JOB -
Show each line of the items below that contains the word "espresso", copying every such line in full.

DATA FOR THIS TASK -
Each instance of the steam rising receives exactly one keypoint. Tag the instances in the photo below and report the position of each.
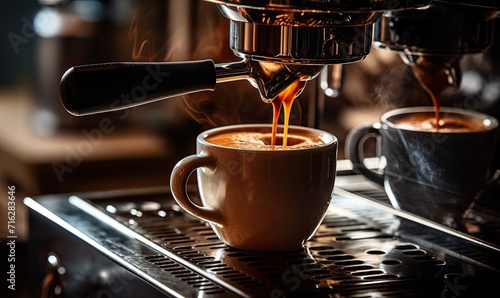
(399, 88)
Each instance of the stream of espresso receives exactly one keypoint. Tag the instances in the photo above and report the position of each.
(435, 79)
(285, 99)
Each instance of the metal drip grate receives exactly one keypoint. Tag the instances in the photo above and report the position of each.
(358, 251)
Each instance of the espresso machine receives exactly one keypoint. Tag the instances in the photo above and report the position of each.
(141, 243)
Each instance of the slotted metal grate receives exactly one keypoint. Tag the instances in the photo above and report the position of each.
(358, 251)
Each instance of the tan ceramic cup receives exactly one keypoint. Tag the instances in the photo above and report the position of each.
(260, 200)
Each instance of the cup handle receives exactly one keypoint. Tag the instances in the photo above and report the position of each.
(178, 186)
(354, 150)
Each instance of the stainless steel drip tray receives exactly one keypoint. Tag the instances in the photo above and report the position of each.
(363, 248)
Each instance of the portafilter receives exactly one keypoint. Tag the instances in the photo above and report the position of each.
(280, 41)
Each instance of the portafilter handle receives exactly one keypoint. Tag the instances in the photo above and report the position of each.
(98, 88)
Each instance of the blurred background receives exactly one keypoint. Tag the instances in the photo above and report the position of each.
(45, 150)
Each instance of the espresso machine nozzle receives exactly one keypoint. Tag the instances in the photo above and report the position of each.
(280, 42)
(434, 38)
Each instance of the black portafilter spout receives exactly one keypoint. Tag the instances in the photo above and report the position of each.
(98, 88)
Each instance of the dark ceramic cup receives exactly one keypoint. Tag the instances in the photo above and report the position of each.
(432, 173)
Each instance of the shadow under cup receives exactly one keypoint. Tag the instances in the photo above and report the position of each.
(260, 198)
(433, 173)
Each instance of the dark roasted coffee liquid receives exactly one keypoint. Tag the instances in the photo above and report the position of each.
(447, 123)
(263, 141)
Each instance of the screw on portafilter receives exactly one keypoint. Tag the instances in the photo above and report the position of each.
(279, 41)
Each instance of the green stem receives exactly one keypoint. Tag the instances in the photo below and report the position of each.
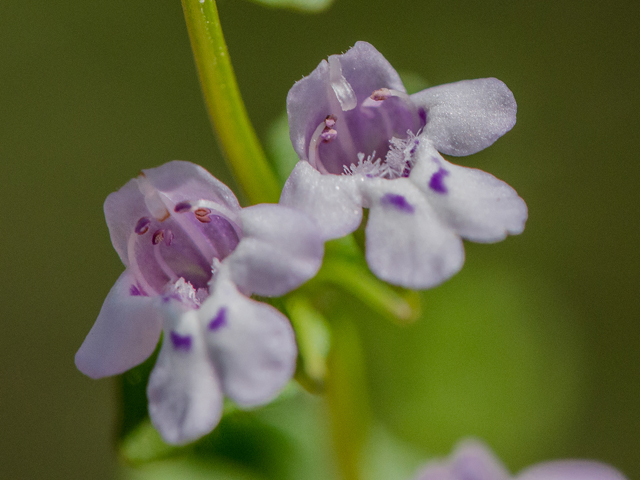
(358, 281)
(238, 139)
(347, 398)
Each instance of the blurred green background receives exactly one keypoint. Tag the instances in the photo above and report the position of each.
(534, 346)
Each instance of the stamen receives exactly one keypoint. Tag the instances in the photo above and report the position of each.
(342, 89)
(328, 135)
(142, 226)
(182, 207)
(330, 121)
(158, 236)
(168, 237)
(202, 214)
(381, 94)
(378, 96)
(325, 133)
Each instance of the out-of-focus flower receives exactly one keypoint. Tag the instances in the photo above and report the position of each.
(472, 460)
(192, 257)
(364, 142)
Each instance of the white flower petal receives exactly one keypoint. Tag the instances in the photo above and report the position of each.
(333, 201)
(122, 210)
(124, 335)
(471, 460)
(185, 398)
(570, 470)
(468, 116)
(281, 248)
(406, 242)
(477, 205)
(184, 181)
(252, 344)
(311, 99)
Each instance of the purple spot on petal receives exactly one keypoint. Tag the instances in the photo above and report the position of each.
(422, 113)
(182, 207)
(136, 291)
(142, 226)
(437, 181)
(157, 237)
(220, 320)
(168, 238)
(398, 202)
(180, 342)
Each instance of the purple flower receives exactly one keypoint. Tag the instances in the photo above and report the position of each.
(363, 142)
(192, 258)
(473, 460)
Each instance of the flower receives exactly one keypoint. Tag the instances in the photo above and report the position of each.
(363, 142)
(192, 257)
(472, 460)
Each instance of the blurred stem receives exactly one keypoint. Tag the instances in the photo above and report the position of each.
(347, 397)
(358, 281)
(238, 139)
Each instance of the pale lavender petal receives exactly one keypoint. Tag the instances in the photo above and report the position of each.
(184, 181)
(475, 204)
(468, 116)
(333, 202)
(281, 248)
(472, 460)
(570, 470)
(124, 335)
(252, 344)
(185, 398)
(311, 99)
(123, 211)
(406, 243)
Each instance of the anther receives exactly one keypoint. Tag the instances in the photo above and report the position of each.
(168, 237)
(142, 226)
(202, 214)
(328, 135)
(182, 207)
(158, 236)
(330, 121)
(381, 94)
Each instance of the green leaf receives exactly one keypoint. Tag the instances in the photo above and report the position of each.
(307, 6)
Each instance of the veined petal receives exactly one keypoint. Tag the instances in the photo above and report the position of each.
(570, 470)
(468, 116)
(475, 204)
(185, 398)
(122, 210)
(406, 242)
(252, 344)
(124, 335)
(333, 201)
(311, 99)
(178, 182)
(281, 248)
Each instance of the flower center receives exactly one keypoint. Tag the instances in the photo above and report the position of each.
(179, 241)
(370, 133)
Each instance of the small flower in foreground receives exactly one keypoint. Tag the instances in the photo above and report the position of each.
(192, 257)
(364, 142)
(473, 460)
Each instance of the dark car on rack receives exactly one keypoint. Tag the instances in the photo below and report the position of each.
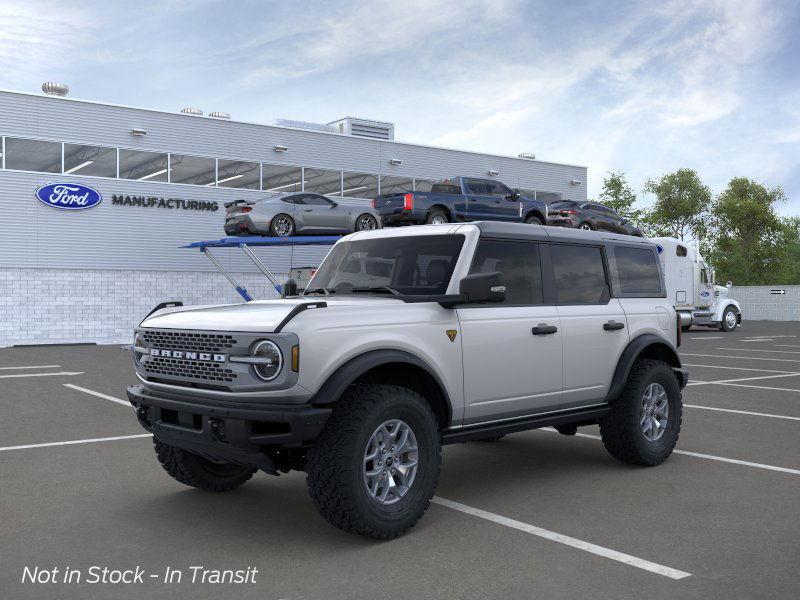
(461, 199)
(591, 216)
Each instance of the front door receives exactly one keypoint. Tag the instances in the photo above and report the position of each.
(511, 351)
(595, 329)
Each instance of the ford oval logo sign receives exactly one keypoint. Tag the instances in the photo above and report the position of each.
(68, 196)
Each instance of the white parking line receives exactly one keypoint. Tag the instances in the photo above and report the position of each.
(740, 357)
(733, 461)
(743, 412)
(31, 367)
(40, 374)
(737, 368)
(98, 394)
(72, 442)
(742, 379)
(564, 539)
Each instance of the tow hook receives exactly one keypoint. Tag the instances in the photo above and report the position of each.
(217, 428)
(569, 429)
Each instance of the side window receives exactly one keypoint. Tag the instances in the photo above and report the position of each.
(519, 264)
(580, 276)
(476, 186)
(638, 271)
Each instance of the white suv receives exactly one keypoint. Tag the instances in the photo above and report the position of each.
(473, 331)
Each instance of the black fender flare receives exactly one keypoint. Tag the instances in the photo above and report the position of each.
(633, 351)
(348, 372)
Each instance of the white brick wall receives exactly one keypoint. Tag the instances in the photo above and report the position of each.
(56, 306)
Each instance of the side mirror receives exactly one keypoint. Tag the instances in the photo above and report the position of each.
(289, 288)
(483, 287)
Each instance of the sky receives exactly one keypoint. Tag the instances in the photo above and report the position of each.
(639, 87)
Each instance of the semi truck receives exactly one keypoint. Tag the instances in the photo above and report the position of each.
(692, 289)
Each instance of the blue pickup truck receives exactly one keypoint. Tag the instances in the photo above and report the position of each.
(460, 199)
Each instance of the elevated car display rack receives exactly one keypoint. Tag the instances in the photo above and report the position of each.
(246, 244)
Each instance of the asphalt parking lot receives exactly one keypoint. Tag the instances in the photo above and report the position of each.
(536, 515)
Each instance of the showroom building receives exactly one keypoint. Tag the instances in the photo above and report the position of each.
(162, 179)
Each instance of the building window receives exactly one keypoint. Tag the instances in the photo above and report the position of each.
(321, 181)
(33, 155)
(237, 174)
(194, 170)
(280, 178)
(359, 185)
(144, 166)
(423, 185)
(96, 161)
(396, 185)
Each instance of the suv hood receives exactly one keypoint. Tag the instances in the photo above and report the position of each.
(261, 316)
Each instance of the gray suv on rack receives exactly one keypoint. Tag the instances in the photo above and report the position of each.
(408, 339)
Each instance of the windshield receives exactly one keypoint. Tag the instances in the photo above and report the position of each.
(408, 265)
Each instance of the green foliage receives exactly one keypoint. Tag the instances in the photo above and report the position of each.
(681, 205)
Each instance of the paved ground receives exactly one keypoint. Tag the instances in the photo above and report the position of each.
(724, 510)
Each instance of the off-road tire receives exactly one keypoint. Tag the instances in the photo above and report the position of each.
(436, 212)
(621, 431)
(195, 471)
(533, 220)
(334, 473)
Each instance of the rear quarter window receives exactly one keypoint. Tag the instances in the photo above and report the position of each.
(637, 269)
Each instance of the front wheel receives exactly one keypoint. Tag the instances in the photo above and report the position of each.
(643, 425)
(281, 226)
(729, 320)
(366, 223)
(196, 471)
(376, 463)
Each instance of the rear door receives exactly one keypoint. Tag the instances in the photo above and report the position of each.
(594, 326)
(511, 351)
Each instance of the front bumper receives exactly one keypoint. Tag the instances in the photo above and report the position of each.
(228, 431)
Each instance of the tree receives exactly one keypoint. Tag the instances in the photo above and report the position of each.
(750, 243)
(681, 205)
(617, 194)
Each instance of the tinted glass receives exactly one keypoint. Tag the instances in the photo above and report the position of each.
(418, 265)
(238, 174)
(579, 274)
(638, 271)
(90, 160)
(144, 166)
(195, 170)
(519, 264)
(320, 181)
(33, 155)
(280, 178)
(360, 185)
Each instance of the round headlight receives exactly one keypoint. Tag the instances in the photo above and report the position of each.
(271, 367)
(138, 342)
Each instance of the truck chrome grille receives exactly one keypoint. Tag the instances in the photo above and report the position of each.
(185, 340)
(187, 369)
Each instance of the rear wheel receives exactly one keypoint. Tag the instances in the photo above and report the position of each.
(281, 226)
(366, 222)
(376, 463)
(643, 425)
(195, 471)
(436, 216)
(729, 320)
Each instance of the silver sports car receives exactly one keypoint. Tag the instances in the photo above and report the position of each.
(298, 213)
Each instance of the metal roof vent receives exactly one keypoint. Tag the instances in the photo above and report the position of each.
(51, 88)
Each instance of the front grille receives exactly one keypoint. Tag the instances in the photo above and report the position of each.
(191, 369)
(184, 340)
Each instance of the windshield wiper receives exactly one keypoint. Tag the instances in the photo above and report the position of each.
(376, 290)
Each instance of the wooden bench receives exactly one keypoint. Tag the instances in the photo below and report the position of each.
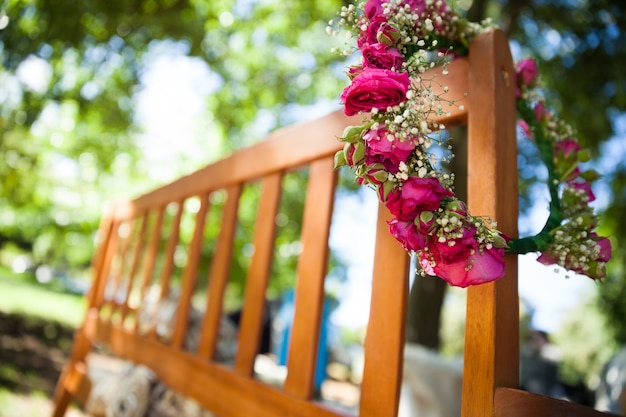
(131, 232)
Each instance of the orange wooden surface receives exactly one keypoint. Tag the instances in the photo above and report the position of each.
(234, 392)
(254, 300)
(491, 346)
(517, 403)
(312, 268)
(491, 332)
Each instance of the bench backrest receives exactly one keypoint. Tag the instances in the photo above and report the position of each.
(132, 233)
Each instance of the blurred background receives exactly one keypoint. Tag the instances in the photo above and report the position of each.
(104, 99)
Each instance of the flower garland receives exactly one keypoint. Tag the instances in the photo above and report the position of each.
(392, 151)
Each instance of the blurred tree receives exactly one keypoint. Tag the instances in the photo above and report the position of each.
(72, 71)
(581, 50)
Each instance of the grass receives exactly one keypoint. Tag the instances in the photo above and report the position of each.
(21, 295)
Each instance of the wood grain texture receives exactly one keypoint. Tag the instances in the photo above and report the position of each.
(312, 269)
(253, 310)
(235, 392)
(492, 322)
(384, 342)
(517, 403)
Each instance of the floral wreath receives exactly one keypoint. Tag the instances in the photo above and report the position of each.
(392, 152)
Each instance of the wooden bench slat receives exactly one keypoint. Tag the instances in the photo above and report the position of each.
(258, 276)
(153, 250)
(491, 332)
(511, 402)
(189, 274)
(390, 288)
(235, 392)
(138, 250)
(232, 394)
(173, 235)
(312, 269)
(218, 277)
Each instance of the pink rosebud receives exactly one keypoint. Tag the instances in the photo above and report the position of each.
(527, 72)
(354, 70)
(377, 88)
(525, 129)
(566, 149)
(480, 267)
(586, 188)
(417, 195)
(407, 234)
(380, 55)
(378, 31)
(374, 8)
(541, 113)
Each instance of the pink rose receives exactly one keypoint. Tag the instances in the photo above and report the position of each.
(480, 267)
(379, 55)
(456, 249)
(380, 149)
(375, 87)
(417, 195)
(527, 72)
(407, 234)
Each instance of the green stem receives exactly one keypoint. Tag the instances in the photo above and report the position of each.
(541, 240)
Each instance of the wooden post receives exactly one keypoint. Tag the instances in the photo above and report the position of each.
(492, 327)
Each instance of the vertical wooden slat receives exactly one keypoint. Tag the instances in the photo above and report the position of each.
(312, 268)
(153, 250)
(189, 274)
(119, 278)
(139, 246)
(491, 335)
(172, 241)
(218, 277)
(104, 251)
(384, 341)
(258, 276)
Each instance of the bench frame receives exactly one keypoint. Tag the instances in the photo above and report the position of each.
(492, 333)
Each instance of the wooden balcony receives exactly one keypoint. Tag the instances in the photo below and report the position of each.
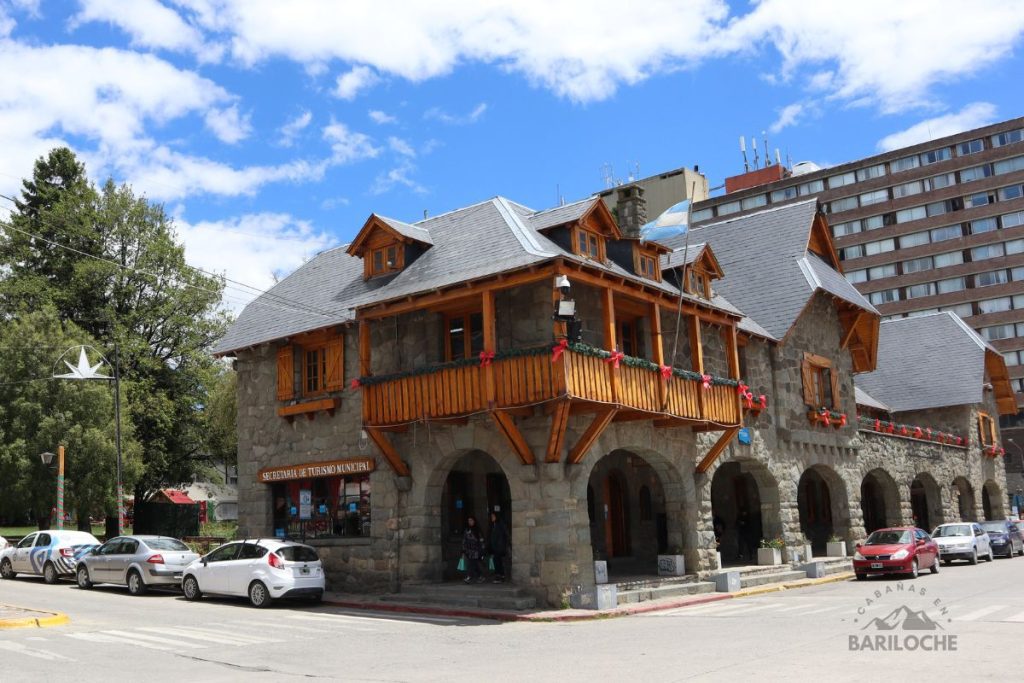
(528, 377)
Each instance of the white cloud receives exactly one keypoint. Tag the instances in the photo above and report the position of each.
(381, 118)
(264, 248)
(228, 125)
(437, 114)
(352, 82)
(972, 116)
(293, 127)
(347, 145)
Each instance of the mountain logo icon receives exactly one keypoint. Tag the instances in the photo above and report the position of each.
(905, 619)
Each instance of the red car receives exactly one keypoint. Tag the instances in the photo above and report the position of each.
(903, 550)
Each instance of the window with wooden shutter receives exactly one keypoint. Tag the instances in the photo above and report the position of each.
(286, 373)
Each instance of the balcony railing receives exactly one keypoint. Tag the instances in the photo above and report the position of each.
(529, 377)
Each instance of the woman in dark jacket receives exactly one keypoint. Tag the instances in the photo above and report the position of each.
(472, 550)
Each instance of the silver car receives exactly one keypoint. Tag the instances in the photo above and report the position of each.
(138, 561)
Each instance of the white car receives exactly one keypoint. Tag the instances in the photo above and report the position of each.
(52, 553)
(963, 541)
(261, 569)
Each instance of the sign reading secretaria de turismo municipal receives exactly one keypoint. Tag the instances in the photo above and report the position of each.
(312, 470)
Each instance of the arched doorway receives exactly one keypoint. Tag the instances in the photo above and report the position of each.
(880, 501)
(628, 519)
(964, 496)
(744, 510)
(475, 486)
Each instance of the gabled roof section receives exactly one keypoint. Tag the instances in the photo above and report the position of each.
(395, 228)
(933, 361)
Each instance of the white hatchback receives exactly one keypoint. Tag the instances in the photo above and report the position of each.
(261, 569)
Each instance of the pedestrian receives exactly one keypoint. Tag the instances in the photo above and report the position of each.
(498, 542)
(472, 550)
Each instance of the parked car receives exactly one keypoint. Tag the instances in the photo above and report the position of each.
(137, 561)
(52, 553)
(963, 541)
(1005, 537)
(896, 550)
(263, 570)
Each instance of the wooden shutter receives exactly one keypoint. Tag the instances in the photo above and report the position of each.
(286, 373)
(336, 364)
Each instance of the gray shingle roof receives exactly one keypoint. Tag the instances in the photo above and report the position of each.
(927, 361)
(769, 272)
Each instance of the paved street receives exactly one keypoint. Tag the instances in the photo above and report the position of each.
(793, 635)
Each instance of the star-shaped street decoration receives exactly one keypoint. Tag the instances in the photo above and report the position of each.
(83, 371)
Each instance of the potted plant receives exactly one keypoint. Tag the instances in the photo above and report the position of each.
(672, 564)
(836, 547)
(770, 552)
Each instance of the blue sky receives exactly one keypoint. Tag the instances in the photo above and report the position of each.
(272, 129)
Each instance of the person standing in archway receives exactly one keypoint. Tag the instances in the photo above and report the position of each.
(498, 542)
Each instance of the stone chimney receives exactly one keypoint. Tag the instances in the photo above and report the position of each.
(632, 208)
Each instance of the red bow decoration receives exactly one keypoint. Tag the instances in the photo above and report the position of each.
(558, 349)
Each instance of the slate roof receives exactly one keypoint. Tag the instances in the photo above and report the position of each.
(769, 272)
(927, 361)
(496, 236)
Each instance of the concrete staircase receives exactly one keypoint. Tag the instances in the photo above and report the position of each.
(487, 596)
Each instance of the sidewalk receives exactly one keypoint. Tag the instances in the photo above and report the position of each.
(23, 617)
(376, 604)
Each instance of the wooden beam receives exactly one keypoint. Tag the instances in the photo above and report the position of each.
(392, 457)
(717, 450)
(506, 425)
(559, 421)
(600, 423)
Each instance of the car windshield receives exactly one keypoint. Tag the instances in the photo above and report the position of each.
(167, 544)
(297, 554)
(886, 538)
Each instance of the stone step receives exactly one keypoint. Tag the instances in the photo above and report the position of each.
(665, 591)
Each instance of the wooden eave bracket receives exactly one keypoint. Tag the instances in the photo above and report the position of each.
(392, 457)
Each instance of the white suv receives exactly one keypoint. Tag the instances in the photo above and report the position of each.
(261, 569)
(52, 553)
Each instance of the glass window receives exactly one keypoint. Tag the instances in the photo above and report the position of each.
(913, 240)
(876, 171)
(936, 156)
(876, 197)
(904, 164)
(970, 147)
(991, 278)
(995, 305)
(949, 258)
(947, 232)
(950, 285)
(918, 264)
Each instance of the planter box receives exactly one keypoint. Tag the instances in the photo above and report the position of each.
(671, 565)
(836, 549)
(769, 556)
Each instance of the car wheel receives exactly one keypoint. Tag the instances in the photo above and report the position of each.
(6, 570)
(189, 588)
(82, 578)
(135, 584)
(258, 595)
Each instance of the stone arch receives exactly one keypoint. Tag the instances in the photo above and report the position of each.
(926, 502)
(744, 502)
(880, 500)
(823, 506)
(992, 501)
(964, 501)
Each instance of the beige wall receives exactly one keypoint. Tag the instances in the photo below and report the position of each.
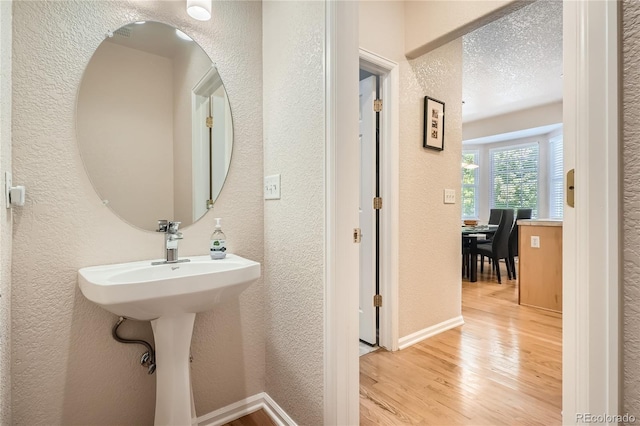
(125, 117)
(631, 205)
(294, 146)
(66, 367)
(429, 284)
(511, 122)
(433, 23)
(5, 215)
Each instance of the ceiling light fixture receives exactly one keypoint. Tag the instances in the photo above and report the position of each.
(199, 9)
(183, 35)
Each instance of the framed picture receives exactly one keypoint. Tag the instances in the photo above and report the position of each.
(433, 124)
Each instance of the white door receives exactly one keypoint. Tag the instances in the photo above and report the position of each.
(367, 213)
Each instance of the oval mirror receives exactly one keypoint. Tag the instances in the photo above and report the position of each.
(154, 125)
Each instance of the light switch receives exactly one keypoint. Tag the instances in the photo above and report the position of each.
(535, 241)
(272, 187)
(449, 196)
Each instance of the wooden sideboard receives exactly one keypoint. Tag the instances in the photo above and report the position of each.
(540, 269)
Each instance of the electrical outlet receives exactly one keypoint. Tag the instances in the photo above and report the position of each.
(449, 196)
(272, 187)
(535, 241)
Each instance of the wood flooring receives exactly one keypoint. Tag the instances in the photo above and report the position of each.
(502, 367)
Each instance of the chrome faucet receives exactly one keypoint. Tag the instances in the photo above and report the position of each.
(172, 235)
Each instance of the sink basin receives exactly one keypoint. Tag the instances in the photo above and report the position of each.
(170, 296)
(141, 291)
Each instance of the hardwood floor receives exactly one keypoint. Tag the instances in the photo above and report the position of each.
(503, 366)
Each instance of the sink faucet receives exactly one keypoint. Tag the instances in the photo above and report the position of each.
(172, 235)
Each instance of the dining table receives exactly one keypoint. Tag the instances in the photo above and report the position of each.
(470, 235)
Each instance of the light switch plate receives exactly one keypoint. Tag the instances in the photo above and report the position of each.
(535, 241)
(449, 196)
(272, 187)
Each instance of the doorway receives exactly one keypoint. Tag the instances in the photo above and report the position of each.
(369, 211)
(592, 303)
(382, 184)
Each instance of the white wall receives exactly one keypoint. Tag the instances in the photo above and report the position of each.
(118, 84)
(5, 215)
(294, 144)
(631, 205)
(67, 369)
(529, 118)
(429, 258)
(433, 23)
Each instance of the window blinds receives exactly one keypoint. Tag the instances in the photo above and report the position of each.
(514, 177)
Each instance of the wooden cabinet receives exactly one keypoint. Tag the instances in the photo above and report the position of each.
(540, 268)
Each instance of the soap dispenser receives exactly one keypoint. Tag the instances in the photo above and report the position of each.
(218, 242)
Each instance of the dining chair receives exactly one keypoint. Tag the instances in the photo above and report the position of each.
(494, 219)
(513, 239)
(494, 216)
(498, 248)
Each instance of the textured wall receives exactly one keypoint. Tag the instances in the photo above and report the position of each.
(293, 36)
(66, 367)
(429, 230)
(631, 204)
(5, 215)
(429, 261)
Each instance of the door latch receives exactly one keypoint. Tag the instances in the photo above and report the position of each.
(571, 188)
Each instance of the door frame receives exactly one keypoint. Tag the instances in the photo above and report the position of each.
(591, 272)
(388, 72)
(591, 245)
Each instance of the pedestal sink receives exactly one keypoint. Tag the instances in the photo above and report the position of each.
(169, 296)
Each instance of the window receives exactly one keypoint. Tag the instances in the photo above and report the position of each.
(469, 191)
(556, 178)
(514, 177)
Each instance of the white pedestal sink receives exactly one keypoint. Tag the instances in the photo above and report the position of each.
(170, 296)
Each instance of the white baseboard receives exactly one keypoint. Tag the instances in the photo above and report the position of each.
(242, 408)
(419, 336)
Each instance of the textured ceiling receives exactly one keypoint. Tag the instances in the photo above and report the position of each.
(514, 62)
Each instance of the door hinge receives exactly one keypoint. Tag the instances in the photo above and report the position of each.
(377, 203)
(377, 300)
(357, 235)
(571, 188)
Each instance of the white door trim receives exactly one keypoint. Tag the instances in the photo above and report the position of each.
(341, 363)
(389, 139)
(591, 271)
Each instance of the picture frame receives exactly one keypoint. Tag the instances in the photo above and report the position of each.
(433, 124)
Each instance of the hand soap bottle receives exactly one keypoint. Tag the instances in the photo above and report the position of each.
(218, 244)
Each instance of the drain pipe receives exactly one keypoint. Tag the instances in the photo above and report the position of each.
(148, 359)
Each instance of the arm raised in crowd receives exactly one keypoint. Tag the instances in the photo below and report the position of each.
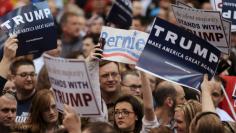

TASK RESULT -
Each instance of the stream of espresso receives exactly one keypoint. Tag the instances in the photo above and report the position of each.
Each instance of the espresso machine receives exactly one keypoint. Tag the instances in the photo above and report the position of each.
Each instance of the espresso machine nozzle receives exactly one keypoint. Tag the instances in the photo above and report the position of each.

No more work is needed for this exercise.